------ 本文
あのときの違和感に気づき行動していたなら・・・
歯科医院の経営で最も難しいと感じてきたのは、「人」に関わることでした。
私は新潟市郊外で開業して10年になりますが、3年前に経験した出来事は、今でも忘れられません。
スタッフ数が10人を超えた頃から、チームとの距離に違和感を覚えるようになりました。開業当初は、昼休みに全員で食事を囲み、新しい挑戦にも一体感をもって取り組んでいました。しかし、人数が増えるにつれて会話は事務的になり、院長としてどこか“壁”のようなものを感じ始めていました。
それでも「医院をもっと成長させたい」という想いから、私はセミナーや学会活動など外部に目を向け、院内の小さな違和感には目をつむっていました。そんな中、新卒から育ててきたスタッフ3名が退職を申し出、さらに3名が産休に入る事態に。現場は人手不足に陥り、残ったスタッフも疲弊。医院の雰囲気は急速に悪化しました。
------------
作業依頼: 歯科医院のスタッフをめぐる本文の続きを、最後の文のあとから書け。 資料は参照しなくてよい。
------ 提供資料
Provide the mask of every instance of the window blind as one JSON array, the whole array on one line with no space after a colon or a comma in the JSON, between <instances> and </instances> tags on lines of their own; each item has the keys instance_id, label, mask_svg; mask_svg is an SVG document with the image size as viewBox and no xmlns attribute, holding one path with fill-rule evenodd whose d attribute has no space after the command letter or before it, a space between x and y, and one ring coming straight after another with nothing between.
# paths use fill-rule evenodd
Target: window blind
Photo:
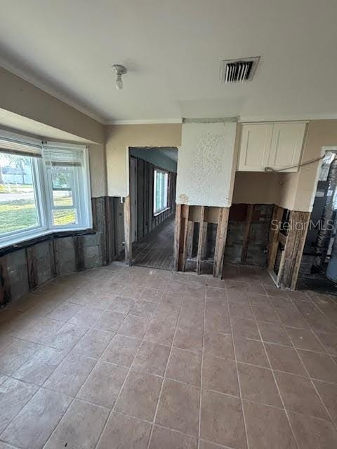
<instances>
[{"instance_id":1,"label":"window blind","mask_svg":"<svg viewBox=\"0 0 337 449\"><path fill-rule=\"evenodd\" d=\"M84 165L84 148L44 145L44 160L50 166L81 167Z\"/></svg>"},{"instance_id":2,"label":"window blind","mask_svg":"<svg viewBox=\"0 0 337 449\"><path fill-rule=\"evenodd\" d=\"M35 143L29 140L20 140L6 135L0 135L0 153L41 157L42 145L38 142Z\"/></svg>"}]
</instances>

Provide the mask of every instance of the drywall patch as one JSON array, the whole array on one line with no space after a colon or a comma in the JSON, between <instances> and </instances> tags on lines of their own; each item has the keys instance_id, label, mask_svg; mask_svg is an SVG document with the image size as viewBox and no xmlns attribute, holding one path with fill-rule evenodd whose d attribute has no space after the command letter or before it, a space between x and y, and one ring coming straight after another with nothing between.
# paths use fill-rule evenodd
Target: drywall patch
<instances>
[{"instance_id":1,"label":"drywall patch","mask_svg":"<svg viewBox=\"0 0 337 449\"><path fill-rule=\"evenodd\" d=\"M188 204L188 196L185 194L180 194L178 202L180 204Z\"/></svg>"},{"instance_id":2,"label":"drywall patch","mask_svg":"<svg viewBox=\"0 0 337 449\"><path fill-rule=\"evenodd\" d=\"M184 123L178 161L178 203L229 207L235 123ZM183 201L182 199L188 199Z\"/></svg>"}]
</instances>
------------
解答例:
辞める本当の理由は、価値観のズレだった
退職が相次いだ頃、私が何を発信しても以前のような反応は返ってきませんでした。
以前は、私の熱量に共感して「やってみましょう!」と前向きな声が自然に上がっていたのに、当時は「院長が決めたから仕方なくやる」という空気が漂っていたのです。
退職の背景を探るため、スタッフと「なぜ辞めるのか?」をテーマに、ループ図を使って原因を可視化してみました。すると、経営者である私、創業時からいる中堅スタッフ、新人スタッフの間に、仕事に対して求める価値観にズレがあることが明らかになりました。
10人という人数を超えたあたりから、年齢、性別、職種、ライフステージの異なるメンバーが集まるようになり、医院の中に多様な価値観のスタッフが混在するようになっていたのです。価値観のズレはある日突然生じたものではなく、少しずつのすれ違いから気づかないうちに次第に大きくなり、組織全体の歯車を少しずつ狂わせていたのでした。
「わたしの医院」から「みんなの医院」へ
私はどこかで、「どうせ育てても、また辞めてしまうのではないか」と考え、スタッフの育成よりも自分自身の成長にばかり時間とエネルギーを注いでいました。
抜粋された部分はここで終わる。